## Records for this exercise
Content starts
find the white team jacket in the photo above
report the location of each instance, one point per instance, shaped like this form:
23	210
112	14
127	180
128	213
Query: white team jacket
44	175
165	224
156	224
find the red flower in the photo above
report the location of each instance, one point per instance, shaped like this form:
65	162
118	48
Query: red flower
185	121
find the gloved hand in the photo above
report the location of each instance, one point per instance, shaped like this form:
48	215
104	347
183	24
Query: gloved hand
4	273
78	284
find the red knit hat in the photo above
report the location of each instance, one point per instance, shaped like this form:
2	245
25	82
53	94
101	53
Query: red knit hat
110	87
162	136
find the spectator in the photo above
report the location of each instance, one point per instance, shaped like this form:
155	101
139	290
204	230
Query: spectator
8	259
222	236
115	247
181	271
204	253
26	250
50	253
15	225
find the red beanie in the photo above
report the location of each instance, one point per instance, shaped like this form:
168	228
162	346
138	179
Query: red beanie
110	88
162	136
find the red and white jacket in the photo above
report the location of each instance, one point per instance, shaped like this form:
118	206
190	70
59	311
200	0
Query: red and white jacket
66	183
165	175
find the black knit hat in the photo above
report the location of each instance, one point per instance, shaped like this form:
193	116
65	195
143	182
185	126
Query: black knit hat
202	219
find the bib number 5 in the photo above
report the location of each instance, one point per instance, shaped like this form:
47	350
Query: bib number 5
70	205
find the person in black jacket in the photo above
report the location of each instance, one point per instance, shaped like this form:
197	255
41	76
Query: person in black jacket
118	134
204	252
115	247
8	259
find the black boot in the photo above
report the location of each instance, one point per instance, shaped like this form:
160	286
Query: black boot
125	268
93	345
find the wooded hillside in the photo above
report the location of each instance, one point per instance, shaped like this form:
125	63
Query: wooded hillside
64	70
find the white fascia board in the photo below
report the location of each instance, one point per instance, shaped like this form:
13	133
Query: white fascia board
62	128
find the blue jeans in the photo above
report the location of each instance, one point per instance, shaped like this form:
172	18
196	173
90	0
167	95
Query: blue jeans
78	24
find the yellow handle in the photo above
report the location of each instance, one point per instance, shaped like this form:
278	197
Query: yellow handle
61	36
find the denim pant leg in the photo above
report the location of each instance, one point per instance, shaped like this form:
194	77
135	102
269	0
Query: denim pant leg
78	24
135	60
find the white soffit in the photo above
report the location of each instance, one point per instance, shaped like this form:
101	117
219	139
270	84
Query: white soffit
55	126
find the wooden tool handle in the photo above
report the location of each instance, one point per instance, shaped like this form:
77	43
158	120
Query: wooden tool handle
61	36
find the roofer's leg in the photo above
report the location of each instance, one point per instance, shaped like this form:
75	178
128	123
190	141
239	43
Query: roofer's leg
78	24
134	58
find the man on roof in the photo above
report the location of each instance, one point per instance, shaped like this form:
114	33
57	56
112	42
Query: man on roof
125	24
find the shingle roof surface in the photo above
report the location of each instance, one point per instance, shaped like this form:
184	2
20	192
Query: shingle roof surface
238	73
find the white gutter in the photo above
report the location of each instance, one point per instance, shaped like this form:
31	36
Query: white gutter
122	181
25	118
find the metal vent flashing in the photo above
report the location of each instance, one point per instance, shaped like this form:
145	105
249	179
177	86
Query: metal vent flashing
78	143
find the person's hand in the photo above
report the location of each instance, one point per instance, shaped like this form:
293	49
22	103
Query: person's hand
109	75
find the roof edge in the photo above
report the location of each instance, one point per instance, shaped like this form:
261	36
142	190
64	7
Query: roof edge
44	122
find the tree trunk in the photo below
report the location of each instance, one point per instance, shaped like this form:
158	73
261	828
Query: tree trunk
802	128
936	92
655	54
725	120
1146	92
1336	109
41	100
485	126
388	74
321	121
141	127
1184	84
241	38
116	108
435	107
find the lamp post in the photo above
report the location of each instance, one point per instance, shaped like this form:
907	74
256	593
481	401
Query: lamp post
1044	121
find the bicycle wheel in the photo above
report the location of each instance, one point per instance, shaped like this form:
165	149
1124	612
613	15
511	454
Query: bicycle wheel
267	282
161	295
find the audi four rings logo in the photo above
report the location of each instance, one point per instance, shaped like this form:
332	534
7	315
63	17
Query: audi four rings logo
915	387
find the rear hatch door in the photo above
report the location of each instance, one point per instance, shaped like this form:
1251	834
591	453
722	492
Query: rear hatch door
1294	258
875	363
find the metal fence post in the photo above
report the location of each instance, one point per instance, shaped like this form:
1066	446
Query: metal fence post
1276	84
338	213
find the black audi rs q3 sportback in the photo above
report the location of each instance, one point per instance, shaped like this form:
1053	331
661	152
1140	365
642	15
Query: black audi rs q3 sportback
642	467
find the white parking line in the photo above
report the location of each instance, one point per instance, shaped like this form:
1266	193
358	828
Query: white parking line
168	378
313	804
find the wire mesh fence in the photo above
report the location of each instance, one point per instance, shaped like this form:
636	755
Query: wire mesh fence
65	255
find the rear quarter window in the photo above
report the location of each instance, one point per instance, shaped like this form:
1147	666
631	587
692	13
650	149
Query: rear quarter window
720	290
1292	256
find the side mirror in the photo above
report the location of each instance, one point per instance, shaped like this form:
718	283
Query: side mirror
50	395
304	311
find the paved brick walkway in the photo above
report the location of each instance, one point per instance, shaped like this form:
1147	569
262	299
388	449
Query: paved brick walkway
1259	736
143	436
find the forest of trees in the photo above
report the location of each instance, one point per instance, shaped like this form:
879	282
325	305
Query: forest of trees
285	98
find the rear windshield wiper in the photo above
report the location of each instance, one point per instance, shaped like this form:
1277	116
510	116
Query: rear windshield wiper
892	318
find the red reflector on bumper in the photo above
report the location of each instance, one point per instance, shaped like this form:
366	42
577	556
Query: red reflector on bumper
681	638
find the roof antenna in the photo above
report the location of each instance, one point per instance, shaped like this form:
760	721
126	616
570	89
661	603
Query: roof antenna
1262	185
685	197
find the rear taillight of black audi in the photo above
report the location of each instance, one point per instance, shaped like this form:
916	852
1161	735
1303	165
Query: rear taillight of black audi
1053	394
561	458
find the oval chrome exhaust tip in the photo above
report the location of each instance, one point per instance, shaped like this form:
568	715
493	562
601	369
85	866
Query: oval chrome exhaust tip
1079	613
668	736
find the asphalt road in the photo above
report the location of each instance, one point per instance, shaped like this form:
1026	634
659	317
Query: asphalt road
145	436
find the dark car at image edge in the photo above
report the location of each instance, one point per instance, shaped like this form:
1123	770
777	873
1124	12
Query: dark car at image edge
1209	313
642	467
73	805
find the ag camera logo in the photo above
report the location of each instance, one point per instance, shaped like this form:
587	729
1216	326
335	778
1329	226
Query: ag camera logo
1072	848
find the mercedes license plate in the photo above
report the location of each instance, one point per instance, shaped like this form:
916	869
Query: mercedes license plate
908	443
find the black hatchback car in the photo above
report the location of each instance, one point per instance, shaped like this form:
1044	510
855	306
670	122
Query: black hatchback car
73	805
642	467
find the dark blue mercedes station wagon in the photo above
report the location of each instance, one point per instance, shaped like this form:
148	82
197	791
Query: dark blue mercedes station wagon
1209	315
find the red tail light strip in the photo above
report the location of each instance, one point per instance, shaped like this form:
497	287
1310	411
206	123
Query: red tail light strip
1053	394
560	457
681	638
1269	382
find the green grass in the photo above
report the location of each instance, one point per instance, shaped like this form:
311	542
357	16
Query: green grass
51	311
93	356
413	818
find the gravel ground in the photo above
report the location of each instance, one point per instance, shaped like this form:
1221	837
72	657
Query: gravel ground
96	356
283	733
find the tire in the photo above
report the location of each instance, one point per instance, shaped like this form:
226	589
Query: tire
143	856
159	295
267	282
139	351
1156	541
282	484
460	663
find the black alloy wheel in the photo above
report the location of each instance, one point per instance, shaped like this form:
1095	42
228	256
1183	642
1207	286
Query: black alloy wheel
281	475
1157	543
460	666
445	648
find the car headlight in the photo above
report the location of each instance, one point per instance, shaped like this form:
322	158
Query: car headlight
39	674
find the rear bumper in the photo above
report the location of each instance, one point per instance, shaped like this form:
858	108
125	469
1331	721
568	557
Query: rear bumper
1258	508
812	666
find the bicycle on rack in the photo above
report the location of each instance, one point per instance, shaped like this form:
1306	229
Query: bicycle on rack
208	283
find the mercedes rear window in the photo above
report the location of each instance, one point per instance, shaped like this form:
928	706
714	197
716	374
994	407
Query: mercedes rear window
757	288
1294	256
Content ends
Select all lines in the listing above where the word "below" appears, and show them.

## Expected answer
find the white fascia board in the photo below
find the tree trunk in the photo below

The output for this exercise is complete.